Begin TEXT SHOWN
Interrupts

The main point of interrupts is that they provide a mechanism for off-loading the task of polling devices to determine their status from software to hardware. Most IO devices take some time to perform their operations; the CPU is required to start them up, and then to service them when they have completed their tasks. In order to do this, it's necessary to be aware of when they finish.

The simplest way to do this, from both the programmer's and the hardware's points of view, is to use software polling: the device has status bits, which the CPU can query. This has two major drawbacks: first, the time spent polling is time the software could be doing something else. Second, unless the polling is continuous (making the CPU useless for anything except the current IO operation), there is likely to be a delay between the time when the device is actually finished with its operation and when the CPU finds out about it. This results in reduced utilization of the device, and, if response is time-critical, possible missed deadlines.
End TEXT SHOWN
Begin LISTED RECORDS
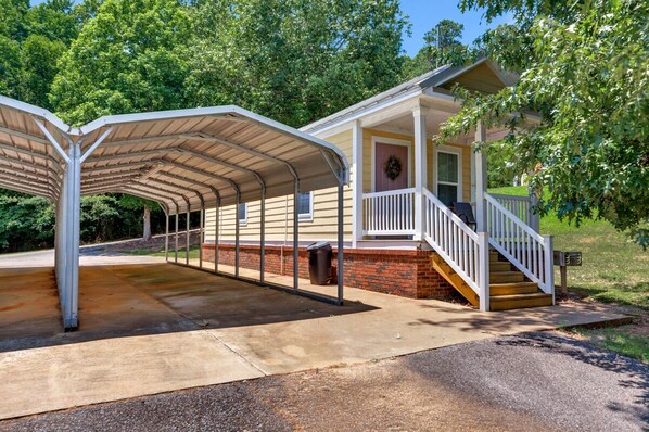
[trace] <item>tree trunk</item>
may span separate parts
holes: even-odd
[[[151,240],[151,209],[147,204],[144,204],[144,216],[142,217],[144,220],[144,227],[142,229],[142,239],[144,241]]]

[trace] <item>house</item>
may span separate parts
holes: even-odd
[[[538,233],[531,199],[486,192],[486,156],[472,149],[507,131],[478,125],[443,145],[431,140],[460,107],[450,91],[456,84],[489,93],[513,78],[487,59],[443,66],[301,129],[336,145],[352,167],[343,199],[344,283],[415,298],[458,291],[483,310],[551,305],[551,238]],[[454,203],[472,203],[475,227],[449,208]],[[219,263],[233,264],[237,252],[240,266],[259,267],[260,211],[259,201],[218,209]],[[265,200],[266,271],[293,271],[297,220],[298,271],[307,277],[302,249],[335,243],[336,213],[335,188]],[[215,215],[207,211],[207,261]]]

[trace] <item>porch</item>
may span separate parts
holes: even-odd
[[[470,136],[434,144],[456,112],[447,102],[423,94],[354,125],[354,246],[400,241],[433,251],[431,267],[482,310],[553,304],[552,240],[539,233],[535,196],[487,193],[488,145],[472,147],[507,130],[479,123]],[[455,214],[455,203],[470,203],[475,224]]]

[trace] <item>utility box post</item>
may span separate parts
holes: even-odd
[[[555,251],[553,262],[556,266],[559,266],[559,275],[561,276],[561,294],[568,295],[568,267],[581,266],[582,253]]]

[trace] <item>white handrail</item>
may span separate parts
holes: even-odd
[[[500,205],[510,211],[514,216],[538,232],[538,215],[534,214],[534,203],[531,196],[504,195],[489,193]]]
[[[488,246],[430,191],[424,194],[424,238],[433,250],[480,295],[488,308]],[[485,270],[485,266],[487,271]],[[485,279],[485,280],[482,280]]]
[[[362,232],[367,236],[411,236],[415,188],[364,193],[362,212]]]
[[[489,243],[548,294],[555,293],[551,237],[544,237],[485,193]]]

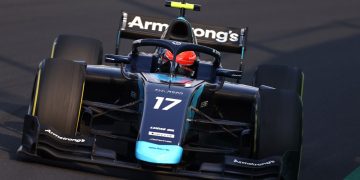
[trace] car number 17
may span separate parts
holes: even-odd
[[[182,100],[181,99],[173,99],[173,98],[164,98],[164,97],[156,97],[156,103],[154,109],[159,109],[162,103],[165,101],[171,102],[169,105],[163,107],[161,110],[167,111],[176,105],[178,105]]]

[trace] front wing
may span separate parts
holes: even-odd
[[[96,136],[62,137],[57,132],[42,127],[37,117],[30,115],[25,116],[22,144],[17,153],[23,159],[60,166],[84,163],[201,179],[278,179],[280,177],[286,179],[287,174],[283,172],[286,172],[289,164],[291,166],[291,160],[284,155],[259,160],[224,156],[222,164],[204,162],[201,163],[199,171],[176,166],[171,166],[170,169],[155,168],[155,166],[147,168],[151,165],[145,162],[117,160],[116,152],[96,146]]]

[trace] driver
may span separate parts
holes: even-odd
[[[168,71],[170,69],[170,61],[174,59],[174,55],[171,51],[165,49],[163,53],[161,53],[160,57],[160,71]],[[175,61],[179,64],[177,69],[177,73],[192,77],[195,74],[194,71],[194,63],[197,59],[197,56],[194,51],[184,51],[176,56]]]

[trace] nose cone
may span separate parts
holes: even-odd
[[[155,164],[178,164],[183,149],[178,145],[158,145],[146,141],[137,141],[135,156],[141,161]]]

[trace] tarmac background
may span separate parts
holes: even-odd
[[[16,160],[38,63],[58,34],[103,41],[114,51],[120,11],[175,17],[163,0],[0,1],[1,179],[113,179],[94,173]],[[191,22],[249,27],[243,83],[263,63],[298,66],[305,73],[301,179],[343,179],[360,165],[359,0],[189,0]],[[122,53],[129,42],[122,41]],[[223,54],[226,68],[239,57]],[[118,170],[122,178],[137,174]],[[144,178],[140,176],[138,178]],[[166,178],[147,175],[146,178]]]

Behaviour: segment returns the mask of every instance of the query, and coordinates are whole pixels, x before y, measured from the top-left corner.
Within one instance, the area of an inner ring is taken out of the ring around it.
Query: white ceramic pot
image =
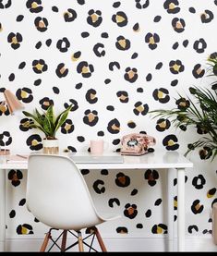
End LISTED RECORDS
### REQUEST
Pick up the text on interrupts above and continue it from its last sentence.

### RESULT OF THE EXERCISE
Interrupts move the polling process into hardware. The basic concept is that when a device has finished an operation, it signals the CPU. The CPU is checking for interrupts before every instruction fetch. If an interrupt is being signalled, and the CPU decides to acknowledge it, the CPU saves a little bit of its current state (frequently just the program counter and processor status word), changes to Kernel mode, and jumps to a software routine to service the interrupt. The interrupt service routine has the responsibility of ensuring that if it is going to modify any part of the process state, it has to save it somewhere first so the process that was interrupted can resume. This includes both obvious parts of the process state (like the program counter) and less obvious parts (like the condition codes, if they weren't saved as part of the PSW). When the interrupt service routine finishes, it restores the state of the process so the interrupted process can continue.

From our perspective, the important part of the interrupt is the part that's handled by hardware. Once we hand it off to the interrupt service routine, our work is finished.

There are many variations on this basic model; we'll discuss some of them below.

Interrupt Schemes

At least three separate issues: how device requests interrupts on bus, how interrupts are presented to CPU, and how CPU responds to interrupts.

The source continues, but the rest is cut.